Kwatisuchus

Scientific classification
- Domain: Eukaryota
- Kingdom: Animalia
- Phylum: Chordata
- Order: †Temnospondyli
- Suborder: †Stereospondyli
- Family: †Benthosuchidae
- Genus: †Kwatisuchus Pinheiro, Eltink, Paes-Neto, Machado, Simões, and Pierce, 2024
- Species: †K. rosai
- Binomial name: †Kwatisuchus rosai Pinheiro, Eltink, Paes-Neto, Machado, Simões, and Pierce, 2024

= Kwatisuchus =

- Authority: Pinheiro, Eltink, Paes-Neto, Machado, Simões, and Pierce, 2024
- Parent authority: Pinheiro, Eltink, Paes-Neto, Machado, Simões, and Pierce, 2024

Extinct genus of amphibians

Kwatisuchus (from the Tupi kwa 'tim for 'pointy nose' and the Greek suchus for crocodile) is a genus of benthosuchid temnospondyl amphibian from Early Triassic deposits of Brazil. It is represented by the type species, Kwatisuchus rosai, which was named for one specimen collected from the Granja Palmeiras site in Rosário do Sul, Brazil. This is the only definitive occurrence of benthosuchids in Gondwana; other benthosuchids such as Benthosuchus are known mainly from Russia.

> _TASK DESCRIPTION_: Reproduce the Kwatisuchus text starting at "Kwatisuchus (from the" and ending at "mainly from Russia.", swapping "Gondwana" for "Laurasia".

> _DATA TO EXAMINE_:
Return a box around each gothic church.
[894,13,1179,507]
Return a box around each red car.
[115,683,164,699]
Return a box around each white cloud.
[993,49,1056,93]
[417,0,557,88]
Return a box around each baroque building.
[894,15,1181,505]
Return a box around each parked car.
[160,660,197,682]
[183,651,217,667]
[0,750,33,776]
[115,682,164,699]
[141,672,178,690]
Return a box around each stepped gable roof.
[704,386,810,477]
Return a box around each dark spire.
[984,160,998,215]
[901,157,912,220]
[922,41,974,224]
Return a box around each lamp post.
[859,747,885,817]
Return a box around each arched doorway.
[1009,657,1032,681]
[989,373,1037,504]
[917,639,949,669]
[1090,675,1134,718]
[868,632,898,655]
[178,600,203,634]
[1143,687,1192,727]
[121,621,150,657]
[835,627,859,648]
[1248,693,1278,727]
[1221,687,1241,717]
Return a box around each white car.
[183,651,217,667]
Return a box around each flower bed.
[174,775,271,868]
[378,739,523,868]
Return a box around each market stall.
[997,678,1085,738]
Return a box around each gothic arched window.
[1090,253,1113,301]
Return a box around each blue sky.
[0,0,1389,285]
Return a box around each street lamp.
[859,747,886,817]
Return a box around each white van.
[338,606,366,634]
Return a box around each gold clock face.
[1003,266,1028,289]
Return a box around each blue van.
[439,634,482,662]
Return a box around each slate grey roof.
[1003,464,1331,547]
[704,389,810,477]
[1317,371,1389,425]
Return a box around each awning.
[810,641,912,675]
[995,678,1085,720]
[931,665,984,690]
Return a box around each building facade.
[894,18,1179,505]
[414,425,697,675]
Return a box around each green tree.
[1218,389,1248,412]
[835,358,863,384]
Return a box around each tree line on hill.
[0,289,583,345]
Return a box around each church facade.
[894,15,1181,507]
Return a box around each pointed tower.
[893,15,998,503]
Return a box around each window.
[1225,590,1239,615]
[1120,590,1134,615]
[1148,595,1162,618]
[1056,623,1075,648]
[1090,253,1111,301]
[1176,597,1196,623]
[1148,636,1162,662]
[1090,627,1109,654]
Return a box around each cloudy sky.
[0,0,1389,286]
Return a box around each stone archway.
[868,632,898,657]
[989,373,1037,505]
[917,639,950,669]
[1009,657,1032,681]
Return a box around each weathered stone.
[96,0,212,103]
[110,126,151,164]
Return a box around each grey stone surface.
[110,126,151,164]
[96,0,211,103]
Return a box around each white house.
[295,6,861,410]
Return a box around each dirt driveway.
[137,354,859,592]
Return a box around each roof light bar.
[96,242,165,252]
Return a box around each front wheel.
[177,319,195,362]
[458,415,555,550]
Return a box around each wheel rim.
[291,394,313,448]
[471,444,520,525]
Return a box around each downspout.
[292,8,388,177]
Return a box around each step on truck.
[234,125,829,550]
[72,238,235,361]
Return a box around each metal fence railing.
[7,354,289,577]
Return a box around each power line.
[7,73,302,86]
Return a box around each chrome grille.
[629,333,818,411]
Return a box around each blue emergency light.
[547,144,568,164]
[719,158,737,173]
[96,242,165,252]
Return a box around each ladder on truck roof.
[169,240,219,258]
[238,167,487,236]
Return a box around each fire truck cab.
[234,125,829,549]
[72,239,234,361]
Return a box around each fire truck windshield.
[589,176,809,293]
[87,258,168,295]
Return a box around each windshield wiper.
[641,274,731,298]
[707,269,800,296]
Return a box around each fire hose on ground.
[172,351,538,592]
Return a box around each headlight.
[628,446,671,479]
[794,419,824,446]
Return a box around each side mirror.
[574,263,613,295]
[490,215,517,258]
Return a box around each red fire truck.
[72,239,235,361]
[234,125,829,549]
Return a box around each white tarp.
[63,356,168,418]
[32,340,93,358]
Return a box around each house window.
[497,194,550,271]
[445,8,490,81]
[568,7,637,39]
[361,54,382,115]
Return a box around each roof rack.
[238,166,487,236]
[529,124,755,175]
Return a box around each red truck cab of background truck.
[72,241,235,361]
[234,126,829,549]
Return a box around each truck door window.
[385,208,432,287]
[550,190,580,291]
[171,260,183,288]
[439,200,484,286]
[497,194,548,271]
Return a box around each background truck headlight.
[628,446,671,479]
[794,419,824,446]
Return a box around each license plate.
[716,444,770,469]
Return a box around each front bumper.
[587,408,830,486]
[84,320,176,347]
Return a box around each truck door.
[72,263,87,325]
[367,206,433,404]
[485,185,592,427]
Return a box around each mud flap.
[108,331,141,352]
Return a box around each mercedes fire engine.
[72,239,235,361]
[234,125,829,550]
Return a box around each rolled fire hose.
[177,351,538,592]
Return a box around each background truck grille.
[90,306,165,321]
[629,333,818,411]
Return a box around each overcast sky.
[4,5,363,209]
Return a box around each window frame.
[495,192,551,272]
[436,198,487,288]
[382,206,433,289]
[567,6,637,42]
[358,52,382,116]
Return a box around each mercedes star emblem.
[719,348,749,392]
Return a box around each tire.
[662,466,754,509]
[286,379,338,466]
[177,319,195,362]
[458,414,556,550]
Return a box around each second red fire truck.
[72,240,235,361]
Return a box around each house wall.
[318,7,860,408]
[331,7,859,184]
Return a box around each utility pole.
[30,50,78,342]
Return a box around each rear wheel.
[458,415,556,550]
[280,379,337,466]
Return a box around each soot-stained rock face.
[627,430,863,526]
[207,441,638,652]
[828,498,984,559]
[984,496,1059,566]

> _TASK RESPONSE_:
Kwatisuchus (from the Tupi kwa 'tim for 'pointy nose' and the Greek suchus for crocodile) is a genus of benthosuchid temnospondyl amphibian from Early Triassic deposits of Brazil. It is represented by the type species, Kwatisuchus rosai, which was named for one specimen collected from the Granja Palmeiras site in Rosário do Sul, Brazil. This is the only definitive occurrence of benthosuchids in Laurasia; other benthosuchids such as Benthosuchus are known mainly from Russia.